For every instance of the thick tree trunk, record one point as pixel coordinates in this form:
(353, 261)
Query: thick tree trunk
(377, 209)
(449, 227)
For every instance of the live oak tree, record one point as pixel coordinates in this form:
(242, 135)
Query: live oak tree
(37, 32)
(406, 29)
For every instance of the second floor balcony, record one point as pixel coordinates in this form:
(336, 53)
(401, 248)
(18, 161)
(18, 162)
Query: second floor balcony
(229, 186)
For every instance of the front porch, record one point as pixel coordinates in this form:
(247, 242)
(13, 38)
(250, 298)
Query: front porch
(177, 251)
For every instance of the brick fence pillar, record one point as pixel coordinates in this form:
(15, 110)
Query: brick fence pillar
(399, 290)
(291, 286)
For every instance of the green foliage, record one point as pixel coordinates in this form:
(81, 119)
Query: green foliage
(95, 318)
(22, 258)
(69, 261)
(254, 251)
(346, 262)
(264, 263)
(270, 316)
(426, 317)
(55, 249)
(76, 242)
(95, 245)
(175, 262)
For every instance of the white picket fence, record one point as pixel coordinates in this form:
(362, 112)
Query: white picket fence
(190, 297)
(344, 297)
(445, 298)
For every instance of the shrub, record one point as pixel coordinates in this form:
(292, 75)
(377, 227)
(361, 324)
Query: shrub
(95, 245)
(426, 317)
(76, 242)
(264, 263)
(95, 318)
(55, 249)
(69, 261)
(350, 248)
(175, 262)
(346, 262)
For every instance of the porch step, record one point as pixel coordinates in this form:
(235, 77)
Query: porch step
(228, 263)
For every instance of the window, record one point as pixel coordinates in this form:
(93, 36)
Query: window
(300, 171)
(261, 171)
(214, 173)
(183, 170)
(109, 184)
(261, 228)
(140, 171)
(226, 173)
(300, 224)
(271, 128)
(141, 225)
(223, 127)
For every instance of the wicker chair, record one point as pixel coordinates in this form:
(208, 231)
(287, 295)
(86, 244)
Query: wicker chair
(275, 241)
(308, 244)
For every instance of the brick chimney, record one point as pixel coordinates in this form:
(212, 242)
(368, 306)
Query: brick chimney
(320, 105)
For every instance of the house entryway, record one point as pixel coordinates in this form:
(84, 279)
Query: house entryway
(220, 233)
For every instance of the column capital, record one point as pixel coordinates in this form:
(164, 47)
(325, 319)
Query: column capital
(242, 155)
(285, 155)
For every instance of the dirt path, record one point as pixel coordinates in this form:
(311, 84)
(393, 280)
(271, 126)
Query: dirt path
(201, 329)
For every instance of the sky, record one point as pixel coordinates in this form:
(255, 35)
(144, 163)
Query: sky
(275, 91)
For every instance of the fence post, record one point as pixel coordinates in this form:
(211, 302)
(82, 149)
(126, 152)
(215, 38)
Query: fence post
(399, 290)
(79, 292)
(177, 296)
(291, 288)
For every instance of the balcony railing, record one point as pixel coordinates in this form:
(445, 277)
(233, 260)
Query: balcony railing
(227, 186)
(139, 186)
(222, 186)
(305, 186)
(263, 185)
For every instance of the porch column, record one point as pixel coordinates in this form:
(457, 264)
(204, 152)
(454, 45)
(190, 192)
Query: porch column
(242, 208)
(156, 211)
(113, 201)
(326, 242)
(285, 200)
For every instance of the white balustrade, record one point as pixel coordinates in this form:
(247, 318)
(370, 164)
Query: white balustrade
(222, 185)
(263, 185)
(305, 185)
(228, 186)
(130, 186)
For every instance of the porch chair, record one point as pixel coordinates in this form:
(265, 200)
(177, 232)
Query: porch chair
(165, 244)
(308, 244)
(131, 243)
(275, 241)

#####

Everything from the line containing "For every instance of the brick chimney, record" to the end of the data above should be quoted exactly, please, both ends included, and nothing outside that span.

RESULT OF THE TASK:
For every instance of the brick chimney, record one point as pixel coordinates in this form:
(212, 242)
(368, 306)
Query: brick chimney
(320, 105)
For every instance of the house entryway, record one point as pixel coordinates in this form:
(84, 279)
Query: house entryway
(220, 233)
For every instance of the column capital, record one point as pixel coordinates in this form:
(164, 47)
(325, 319)
Query: column capital
(242, 155)
(285, 155)
For every instance of the dirt path, record one point as pixel coordinates in this form:
(311, 84)
(393, 280)
(271, 126)
Query: dirt path
(201, 329)
For every instance of the sky, record one point as pixel coordinates in this form:
(255, 35)
(144, 163)
Query: sky
(275, 91)
For every instance of the fence post, record one point as pixel coordinates in this form:
(211, 302)
(82, 149)
(126, 152)
(215, 38)
Query: fence post
(399, 290)
(79, 292)
(177, 296)
(291, 288)
For every instance of the balcony railing, record one point as pixel coordinates in this form:
(445, 277)
(233, 260)
Query: balcony railing
(227, 186)
(139, 186)
(222, 186)
(305, 186)
(263, 185)
For every instance of the porch column, record one point as pixel coordinates in this form:
(457, 264)
(204, 152)
(454, 45)
(190, 192)
Query: porch column
(242, 208)
(156, 211)
(113, 201)
(326, 242)
(285, 200)
For every instance of the white balustrade, record one point as pixel coordinates in this form:
(247, 318)
(370, 164)
Query: white balustrade
(222, 185)
(263, 185)
(305, 185)
(228, 186)
(130, 186)
For every instance of the porch chair, record one point as pixel coordinates in this form:
(265, 200)
(177, 232)
Query: porch chair
(165, 244)
(308, 244)
(131, 243)
(275, 241)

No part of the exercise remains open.